> **Exercise prompt**:
Return every line of the material below that contains the string "plant", copying each line in full.

* BEGIN Task material *

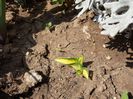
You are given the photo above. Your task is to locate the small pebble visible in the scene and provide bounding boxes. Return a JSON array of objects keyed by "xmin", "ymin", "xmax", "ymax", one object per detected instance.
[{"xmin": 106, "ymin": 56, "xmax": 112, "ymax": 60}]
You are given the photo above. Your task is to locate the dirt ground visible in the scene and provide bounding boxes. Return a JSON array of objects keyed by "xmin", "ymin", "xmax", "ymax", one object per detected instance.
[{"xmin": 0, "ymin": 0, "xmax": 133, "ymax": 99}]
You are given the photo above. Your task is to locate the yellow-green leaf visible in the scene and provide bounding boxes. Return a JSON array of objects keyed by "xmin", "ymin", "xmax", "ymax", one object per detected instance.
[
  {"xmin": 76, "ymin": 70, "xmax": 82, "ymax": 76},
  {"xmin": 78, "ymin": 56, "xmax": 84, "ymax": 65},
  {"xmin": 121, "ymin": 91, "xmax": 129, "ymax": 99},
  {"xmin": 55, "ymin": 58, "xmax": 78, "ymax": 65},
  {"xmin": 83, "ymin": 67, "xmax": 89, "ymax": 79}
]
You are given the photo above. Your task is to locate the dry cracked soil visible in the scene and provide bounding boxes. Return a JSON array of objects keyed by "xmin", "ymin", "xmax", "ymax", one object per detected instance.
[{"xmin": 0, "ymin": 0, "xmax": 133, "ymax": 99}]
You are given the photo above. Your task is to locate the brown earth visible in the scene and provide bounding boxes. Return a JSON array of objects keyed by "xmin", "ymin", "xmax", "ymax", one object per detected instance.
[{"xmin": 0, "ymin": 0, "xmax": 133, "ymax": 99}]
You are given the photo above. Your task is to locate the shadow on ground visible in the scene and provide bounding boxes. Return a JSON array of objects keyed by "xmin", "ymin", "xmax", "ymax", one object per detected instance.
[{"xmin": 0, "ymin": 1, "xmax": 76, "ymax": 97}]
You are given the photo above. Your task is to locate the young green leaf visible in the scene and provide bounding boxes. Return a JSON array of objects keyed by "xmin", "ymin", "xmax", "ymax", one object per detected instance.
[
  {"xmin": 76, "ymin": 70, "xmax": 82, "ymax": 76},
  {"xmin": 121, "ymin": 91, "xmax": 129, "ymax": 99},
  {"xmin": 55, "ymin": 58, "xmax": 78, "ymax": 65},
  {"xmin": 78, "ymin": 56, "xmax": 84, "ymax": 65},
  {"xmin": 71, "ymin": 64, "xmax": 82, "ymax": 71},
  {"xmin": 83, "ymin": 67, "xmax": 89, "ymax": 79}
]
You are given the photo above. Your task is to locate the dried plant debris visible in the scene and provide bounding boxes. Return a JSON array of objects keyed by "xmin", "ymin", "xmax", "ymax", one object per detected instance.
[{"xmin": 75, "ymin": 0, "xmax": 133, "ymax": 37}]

* END Task material *
* BEGIN Task material *

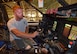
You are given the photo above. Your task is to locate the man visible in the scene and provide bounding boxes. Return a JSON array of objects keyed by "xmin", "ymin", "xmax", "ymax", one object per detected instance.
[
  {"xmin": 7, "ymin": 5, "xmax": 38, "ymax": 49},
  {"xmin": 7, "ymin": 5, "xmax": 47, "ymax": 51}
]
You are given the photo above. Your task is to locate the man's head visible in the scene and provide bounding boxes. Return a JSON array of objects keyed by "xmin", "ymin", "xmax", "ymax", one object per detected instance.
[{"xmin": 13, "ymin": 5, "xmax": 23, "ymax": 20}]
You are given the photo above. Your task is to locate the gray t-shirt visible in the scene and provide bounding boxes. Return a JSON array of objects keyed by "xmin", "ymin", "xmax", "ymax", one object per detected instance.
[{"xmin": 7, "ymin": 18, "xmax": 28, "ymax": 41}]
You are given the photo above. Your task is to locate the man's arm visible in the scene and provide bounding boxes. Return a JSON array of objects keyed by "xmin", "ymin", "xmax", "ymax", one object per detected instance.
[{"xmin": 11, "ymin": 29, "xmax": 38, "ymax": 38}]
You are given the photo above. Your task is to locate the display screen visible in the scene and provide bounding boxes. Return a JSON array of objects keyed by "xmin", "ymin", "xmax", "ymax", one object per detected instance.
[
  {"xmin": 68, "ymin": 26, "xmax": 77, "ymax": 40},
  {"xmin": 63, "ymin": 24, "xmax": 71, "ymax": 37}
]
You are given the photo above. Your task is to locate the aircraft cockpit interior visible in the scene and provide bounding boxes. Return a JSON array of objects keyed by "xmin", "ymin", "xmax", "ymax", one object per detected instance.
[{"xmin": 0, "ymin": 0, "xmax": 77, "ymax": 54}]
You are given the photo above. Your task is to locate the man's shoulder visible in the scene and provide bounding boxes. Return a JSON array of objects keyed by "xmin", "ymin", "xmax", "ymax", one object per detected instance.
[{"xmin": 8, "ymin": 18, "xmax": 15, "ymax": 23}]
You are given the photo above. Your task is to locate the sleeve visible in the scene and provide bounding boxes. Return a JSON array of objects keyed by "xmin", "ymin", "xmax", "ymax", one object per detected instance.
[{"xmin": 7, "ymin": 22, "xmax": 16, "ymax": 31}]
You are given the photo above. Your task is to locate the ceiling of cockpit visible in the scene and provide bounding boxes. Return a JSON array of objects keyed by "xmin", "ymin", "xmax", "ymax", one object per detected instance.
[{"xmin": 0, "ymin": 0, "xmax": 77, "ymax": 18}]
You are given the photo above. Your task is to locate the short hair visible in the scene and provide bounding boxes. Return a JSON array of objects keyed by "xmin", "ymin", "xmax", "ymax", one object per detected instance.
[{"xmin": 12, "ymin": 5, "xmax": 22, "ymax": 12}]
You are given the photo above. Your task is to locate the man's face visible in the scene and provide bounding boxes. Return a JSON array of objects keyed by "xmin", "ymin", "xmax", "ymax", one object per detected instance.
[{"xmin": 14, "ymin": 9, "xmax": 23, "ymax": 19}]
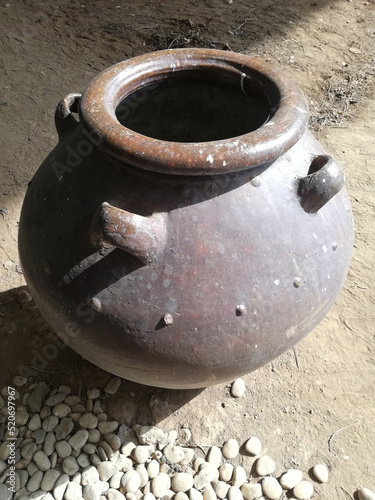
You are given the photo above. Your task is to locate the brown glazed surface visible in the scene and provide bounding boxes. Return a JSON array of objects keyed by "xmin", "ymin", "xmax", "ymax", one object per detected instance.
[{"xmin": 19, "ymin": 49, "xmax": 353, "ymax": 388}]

* END Task material *

> **Correct answer**:
You are given the photo above. Your task is to locate the dried plant debris visible in the scene and provide bounding boxes. Return a JSON array of objects keyed by "xmin", "ymin", "xmax", "ymax", one object per detected instance.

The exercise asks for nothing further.